WHAT IS NEEDED
Where a line below includes the word "door", copy that line.

Stored data entries
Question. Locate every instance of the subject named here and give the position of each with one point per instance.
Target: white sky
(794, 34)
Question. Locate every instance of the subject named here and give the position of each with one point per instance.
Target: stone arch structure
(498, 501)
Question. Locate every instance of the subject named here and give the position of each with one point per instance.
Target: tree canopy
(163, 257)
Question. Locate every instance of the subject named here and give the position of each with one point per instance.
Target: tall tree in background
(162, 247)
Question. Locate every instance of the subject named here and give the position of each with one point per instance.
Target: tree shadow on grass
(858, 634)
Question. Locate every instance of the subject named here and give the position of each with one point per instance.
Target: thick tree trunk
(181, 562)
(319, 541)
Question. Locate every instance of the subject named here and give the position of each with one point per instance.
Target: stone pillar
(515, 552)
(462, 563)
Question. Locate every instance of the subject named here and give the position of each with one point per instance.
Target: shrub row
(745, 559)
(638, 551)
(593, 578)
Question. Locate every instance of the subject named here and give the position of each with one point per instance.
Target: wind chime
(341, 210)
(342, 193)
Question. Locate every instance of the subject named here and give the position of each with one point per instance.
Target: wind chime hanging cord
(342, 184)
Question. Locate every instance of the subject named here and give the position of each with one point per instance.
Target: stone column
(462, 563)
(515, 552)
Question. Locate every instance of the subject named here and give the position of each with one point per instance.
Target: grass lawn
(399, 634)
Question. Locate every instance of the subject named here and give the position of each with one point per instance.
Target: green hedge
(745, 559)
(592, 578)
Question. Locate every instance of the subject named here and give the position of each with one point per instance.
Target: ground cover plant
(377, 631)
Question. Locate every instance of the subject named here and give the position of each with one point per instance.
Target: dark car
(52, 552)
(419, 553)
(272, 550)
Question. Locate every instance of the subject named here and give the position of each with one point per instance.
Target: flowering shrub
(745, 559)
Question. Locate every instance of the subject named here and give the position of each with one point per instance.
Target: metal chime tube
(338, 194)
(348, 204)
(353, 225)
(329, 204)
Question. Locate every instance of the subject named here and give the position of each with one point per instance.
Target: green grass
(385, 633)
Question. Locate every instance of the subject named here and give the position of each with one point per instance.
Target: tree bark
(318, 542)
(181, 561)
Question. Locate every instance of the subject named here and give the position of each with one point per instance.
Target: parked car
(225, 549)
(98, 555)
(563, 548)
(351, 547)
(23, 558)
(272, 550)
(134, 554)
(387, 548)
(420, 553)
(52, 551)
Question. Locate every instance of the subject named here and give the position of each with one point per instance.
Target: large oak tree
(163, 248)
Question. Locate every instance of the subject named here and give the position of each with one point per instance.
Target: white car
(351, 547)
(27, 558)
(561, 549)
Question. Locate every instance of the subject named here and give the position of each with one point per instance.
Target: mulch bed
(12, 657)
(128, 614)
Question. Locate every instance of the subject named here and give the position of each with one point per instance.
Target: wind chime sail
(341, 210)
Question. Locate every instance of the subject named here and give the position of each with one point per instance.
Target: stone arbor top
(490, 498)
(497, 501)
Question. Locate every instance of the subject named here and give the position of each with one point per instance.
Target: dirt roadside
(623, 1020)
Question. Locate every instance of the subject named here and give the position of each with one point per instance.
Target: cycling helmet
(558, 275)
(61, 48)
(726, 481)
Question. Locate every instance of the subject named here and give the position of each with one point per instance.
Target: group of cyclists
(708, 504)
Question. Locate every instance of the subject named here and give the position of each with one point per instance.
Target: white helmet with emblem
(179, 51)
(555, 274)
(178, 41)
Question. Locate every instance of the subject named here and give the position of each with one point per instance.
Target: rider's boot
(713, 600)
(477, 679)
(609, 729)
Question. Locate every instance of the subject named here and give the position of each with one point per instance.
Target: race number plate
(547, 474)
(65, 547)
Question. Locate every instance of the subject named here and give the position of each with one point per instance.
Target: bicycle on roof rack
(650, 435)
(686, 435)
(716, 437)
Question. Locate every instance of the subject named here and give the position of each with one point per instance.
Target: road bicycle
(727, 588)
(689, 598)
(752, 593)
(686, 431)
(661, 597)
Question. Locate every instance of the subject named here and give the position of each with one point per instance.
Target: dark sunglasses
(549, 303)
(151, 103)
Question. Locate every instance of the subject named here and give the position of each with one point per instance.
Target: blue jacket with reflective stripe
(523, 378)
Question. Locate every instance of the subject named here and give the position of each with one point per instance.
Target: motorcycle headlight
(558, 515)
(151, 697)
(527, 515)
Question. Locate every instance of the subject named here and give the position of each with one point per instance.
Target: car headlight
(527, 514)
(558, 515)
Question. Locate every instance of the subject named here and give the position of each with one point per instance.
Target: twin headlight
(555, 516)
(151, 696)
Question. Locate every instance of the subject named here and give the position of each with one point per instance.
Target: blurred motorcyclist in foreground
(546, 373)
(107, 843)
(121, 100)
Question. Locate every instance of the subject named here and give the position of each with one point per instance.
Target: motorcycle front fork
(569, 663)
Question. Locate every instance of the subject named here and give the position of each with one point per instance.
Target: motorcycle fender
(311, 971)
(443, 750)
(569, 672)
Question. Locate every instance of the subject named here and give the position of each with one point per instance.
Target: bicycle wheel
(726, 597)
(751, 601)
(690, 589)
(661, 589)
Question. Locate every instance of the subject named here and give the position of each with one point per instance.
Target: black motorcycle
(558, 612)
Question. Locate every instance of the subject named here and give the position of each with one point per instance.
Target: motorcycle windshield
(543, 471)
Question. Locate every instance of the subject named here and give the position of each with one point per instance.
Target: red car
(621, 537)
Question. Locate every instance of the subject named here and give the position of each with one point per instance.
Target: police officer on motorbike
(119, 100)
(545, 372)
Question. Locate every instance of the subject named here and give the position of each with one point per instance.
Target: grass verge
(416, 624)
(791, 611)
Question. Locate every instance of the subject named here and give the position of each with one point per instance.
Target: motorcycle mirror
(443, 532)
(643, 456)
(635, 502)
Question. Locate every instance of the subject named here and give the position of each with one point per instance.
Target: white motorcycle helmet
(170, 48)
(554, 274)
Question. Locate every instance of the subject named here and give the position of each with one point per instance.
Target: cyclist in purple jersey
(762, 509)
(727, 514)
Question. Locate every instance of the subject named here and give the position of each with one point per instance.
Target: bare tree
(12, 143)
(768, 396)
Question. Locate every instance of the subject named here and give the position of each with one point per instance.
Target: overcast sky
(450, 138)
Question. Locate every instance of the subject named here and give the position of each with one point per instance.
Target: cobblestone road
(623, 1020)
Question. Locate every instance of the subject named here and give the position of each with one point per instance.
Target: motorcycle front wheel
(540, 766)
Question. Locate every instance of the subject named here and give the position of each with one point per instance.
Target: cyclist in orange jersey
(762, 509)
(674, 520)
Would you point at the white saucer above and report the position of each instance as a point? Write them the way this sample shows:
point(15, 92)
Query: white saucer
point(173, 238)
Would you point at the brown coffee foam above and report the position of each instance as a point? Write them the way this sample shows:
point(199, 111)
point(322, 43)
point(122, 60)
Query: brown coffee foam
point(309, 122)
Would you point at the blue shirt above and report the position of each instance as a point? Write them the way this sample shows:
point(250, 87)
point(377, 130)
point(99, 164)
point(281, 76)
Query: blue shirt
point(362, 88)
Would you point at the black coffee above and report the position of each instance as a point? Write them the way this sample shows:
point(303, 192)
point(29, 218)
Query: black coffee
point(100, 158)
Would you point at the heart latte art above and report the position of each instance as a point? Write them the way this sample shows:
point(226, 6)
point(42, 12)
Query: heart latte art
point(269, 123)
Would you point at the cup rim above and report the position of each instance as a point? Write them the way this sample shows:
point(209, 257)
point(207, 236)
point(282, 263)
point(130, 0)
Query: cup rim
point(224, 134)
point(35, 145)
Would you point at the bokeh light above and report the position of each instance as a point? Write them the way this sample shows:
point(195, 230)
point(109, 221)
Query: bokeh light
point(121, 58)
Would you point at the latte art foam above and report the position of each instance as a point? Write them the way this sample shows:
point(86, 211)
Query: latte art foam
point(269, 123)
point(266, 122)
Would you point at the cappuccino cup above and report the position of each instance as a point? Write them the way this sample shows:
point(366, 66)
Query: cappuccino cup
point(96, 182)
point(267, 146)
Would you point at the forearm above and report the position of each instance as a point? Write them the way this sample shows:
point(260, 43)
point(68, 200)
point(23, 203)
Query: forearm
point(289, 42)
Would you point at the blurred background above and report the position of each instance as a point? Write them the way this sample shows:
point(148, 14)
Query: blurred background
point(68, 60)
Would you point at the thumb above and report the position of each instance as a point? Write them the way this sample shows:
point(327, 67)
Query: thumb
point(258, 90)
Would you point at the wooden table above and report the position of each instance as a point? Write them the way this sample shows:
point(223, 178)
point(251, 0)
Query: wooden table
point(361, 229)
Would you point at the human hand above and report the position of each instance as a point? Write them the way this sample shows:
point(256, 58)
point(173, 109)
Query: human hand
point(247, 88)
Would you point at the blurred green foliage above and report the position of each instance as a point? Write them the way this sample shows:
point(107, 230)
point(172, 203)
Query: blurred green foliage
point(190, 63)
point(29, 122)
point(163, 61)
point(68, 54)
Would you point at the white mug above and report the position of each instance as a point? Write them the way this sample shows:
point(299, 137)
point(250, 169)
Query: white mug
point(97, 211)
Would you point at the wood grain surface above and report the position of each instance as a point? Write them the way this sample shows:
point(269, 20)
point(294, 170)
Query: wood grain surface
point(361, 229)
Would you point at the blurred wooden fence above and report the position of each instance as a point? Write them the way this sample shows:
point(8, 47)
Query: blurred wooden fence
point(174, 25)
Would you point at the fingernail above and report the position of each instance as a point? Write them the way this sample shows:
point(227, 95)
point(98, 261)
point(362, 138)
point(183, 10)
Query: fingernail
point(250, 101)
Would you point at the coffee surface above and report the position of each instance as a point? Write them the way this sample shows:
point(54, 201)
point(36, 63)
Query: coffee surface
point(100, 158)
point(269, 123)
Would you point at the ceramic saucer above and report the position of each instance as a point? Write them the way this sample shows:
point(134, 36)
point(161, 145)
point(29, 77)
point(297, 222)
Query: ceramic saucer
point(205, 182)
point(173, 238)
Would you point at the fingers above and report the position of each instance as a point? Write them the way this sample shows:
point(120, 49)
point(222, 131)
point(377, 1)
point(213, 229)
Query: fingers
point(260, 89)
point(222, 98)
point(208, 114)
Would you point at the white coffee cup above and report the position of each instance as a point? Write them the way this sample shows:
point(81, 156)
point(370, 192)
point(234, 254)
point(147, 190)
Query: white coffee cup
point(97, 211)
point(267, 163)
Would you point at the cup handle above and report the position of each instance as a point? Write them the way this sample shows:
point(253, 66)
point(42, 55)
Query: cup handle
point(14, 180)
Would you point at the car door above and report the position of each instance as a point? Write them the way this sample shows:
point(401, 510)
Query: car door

THE COMPLETED TASK
Would you point at the car door above and report the position of each instance as a point? Write them the way this sample shows:
Query: car door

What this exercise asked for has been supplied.